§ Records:
==========

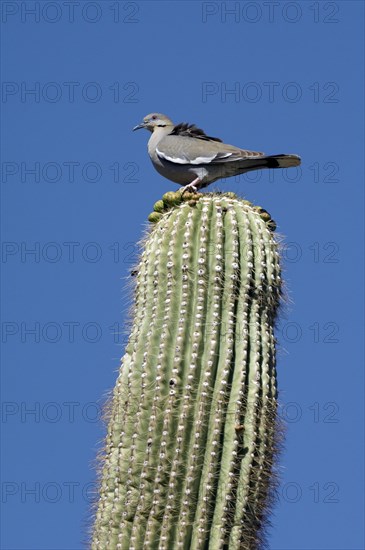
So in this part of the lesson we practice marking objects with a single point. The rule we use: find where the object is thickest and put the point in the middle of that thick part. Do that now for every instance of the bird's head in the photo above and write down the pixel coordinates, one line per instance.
(154, 121)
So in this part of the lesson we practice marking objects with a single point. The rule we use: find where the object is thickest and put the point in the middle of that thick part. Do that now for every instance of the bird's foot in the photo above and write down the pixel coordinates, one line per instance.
(193, 186)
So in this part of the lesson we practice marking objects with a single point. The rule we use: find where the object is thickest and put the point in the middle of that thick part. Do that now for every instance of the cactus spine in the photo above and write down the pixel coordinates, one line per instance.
(192, 430)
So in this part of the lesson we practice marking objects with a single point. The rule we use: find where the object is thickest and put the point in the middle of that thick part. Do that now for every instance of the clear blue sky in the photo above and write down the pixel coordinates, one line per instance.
(282, 77)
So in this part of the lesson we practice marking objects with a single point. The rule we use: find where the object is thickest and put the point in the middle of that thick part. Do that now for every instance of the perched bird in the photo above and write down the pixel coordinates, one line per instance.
(186, 155)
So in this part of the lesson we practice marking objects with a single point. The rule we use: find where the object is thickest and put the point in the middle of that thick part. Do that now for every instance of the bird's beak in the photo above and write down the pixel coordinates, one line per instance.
(142, 125)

==========

§ PROBLEM DETAILS: Copy every record above exactly as written, but leave out the pictures.

§ THE REPLY:
So in this part of the lesson we practice marking objects with a single point. The rule we use: find where the object is thickest and put the point in the middle of that thick part. Do that now for every instance of the bird's head in the photo above and write down the pixel coordinates, one line per instance.
(154, 121)
So in this part of the lesson we practice marking objects with a single point. The rule we use: find where the object is thickest and put the point in the middle of that thick part. Do that now for every instance of the bird's foot in the photo above and write down the pixel coordinates, one line per instance.
(193, 186)
So in this part of the lesson we practice marking objects with a single point. The rule we use: find where the object is thickest and put the point in the middle of that thick part. Do that now for every instance of the cactus spine in the photo above and write down the pixel coordinates, one line per instance.
(192, 430)
So in this part of the lesson we practice marking objects with a single point. The rule we use: find where the object is thickest and put the point in the middle of that thick part. Do that now for every instance of the clear blue sky in the photo above and write down the pixel coordinates, one line per instance.
(282, 77)
So in this part of the lesson we practice marking objects with a single point. The rule we use: find where the object is thickest and put the point in the middle of that thick part. Do that now for every instance of the perched bird in the photo above and write down the pixel coordinates, one line per instance.
(186, 155)
So in this part of the lesson we practice marking objects with a single point. The rule we use: find where the object is thickest and put the point in the middle of that thick part. Do that now for every instance of the bird's beak in the photo above and write down the pixel coordinates, one line per instance.
(142, 125)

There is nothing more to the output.